WHAT YOU NEED TO DO — Using the material below, set down only the line containing "Phrase: distant hill" and the lines after it, unchanged.

SUPPLIED MATERIAL —

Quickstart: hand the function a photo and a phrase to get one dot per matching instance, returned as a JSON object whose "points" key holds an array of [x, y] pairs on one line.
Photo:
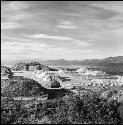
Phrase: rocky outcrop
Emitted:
{"points": [[6, 73], [55, 84], [22, 87]]}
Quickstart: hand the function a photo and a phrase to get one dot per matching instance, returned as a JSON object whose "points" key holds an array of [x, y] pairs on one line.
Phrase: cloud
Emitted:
{"points": [[44, 36], [14, 6], [81, 43], [63, 38], [108, 5], [66, 24], [10, 25], [23, 47]]}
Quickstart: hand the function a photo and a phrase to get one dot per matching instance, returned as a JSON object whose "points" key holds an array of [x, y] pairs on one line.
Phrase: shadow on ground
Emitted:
{"points": [[65, 79]]}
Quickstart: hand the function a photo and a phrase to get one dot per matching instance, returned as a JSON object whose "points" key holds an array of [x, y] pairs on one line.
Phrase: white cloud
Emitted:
{"points": [[66, 24], [44, 36], [14, 6], [72, 40], [66, 27], [10, 25], [81, 43], [116, 6]]}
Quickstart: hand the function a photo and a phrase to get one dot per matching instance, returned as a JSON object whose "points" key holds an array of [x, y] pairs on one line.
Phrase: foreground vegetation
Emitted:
{"points": [[88, 108]]}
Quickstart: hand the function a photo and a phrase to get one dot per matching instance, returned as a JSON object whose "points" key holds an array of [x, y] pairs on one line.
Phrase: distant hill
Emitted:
{"points": [[109, 60], [62, 62]]}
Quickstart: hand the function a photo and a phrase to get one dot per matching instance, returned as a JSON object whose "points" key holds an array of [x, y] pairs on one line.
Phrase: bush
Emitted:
{"points": [[55, 84], [86, 109]]}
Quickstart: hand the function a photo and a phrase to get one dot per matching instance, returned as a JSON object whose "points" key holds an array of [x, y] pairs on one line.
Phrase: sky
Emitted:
{"points": [[71, 30]]}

ANSWER TO THE EXERCISE —
Phrase: distant hill
Emitted:
{"points": [[109, 60], [62, 62]]}
Quickstart: hand the function a photo and a phrase to get one dot per matching instance, returned as a JSON object whose "points" key holds an array of [x, y] pairs on one line.
Phrase: bush
Emitted:
{"points": [[55, 84], [86, 109]]}
Quickstart: hand the function a photo and a phrase to get one dot per matching instance, returned as a JSON object whose "points" key holds an array of [x, y] pairs on one line.
Phrase: sky
Emitted:
{"points": [[71, 30]]}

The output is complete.